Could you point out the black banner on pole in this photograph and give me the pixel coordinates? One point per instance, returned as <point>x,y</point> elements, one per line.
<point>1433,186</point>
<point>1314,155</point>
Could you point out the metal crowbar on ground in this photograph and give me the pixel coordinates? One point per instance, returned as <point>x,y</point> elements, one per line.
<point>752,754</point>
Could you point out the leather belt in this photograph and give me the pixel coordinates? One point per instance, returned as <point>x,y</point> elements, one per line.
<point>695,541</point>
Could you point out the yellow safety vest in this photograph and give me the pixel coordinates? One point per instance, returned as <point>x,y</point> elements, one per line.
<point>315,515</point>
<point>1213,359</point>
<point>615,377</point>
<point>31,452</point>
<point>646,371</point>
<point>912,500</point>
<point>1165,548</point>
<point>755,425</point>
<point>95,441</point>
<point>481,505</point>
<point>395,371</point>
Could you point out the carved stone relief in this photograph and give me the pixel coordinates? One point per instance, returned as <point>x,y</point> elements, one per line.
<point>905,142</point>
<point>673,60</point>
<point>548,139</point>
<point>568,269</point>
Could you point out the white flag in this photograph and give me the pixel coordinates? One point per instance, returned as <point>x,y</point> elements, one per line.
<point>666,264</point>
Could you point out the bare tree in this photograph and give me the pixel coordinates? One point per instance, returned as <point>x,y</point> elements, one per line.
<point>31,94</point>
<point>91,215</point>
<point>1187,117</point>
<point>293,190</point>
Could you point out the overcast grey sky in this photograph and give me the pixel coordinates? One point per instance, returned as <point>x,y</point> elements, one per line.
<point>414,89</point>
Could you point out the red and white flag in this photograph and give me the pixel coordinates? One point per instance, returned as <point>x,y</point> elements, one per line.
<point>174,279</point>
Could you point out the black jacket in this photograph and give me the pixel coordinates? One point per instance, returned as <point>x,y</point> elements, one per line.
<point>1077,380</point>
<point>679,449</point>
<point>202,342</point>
━━━━━━━━━━
• Task to complete: Convert the lines of the records from the one containing "Could you point out the metal" through the one containing "<point>695,541</point>", both included, into a Markdown table with the columns Row and Line. Number each row, leave out any blank lines, and include only those lines.

• Finished task:
| Row | Line |
|---|---|
| 1 | Could you point out the metal crowbar on ground in this photograph and give me the pixel coordinates? One point per instance, returned as <point>x,y</point> elements, one per line. |
| 2 | <point>752,754</point> |
| 3 | Could you point out the leather belt in this photograph and give me the pixel coordinates? One point per instance, returned as <point>x,y</point> elements, one per line. |
| 4 | <point>695,541</point> |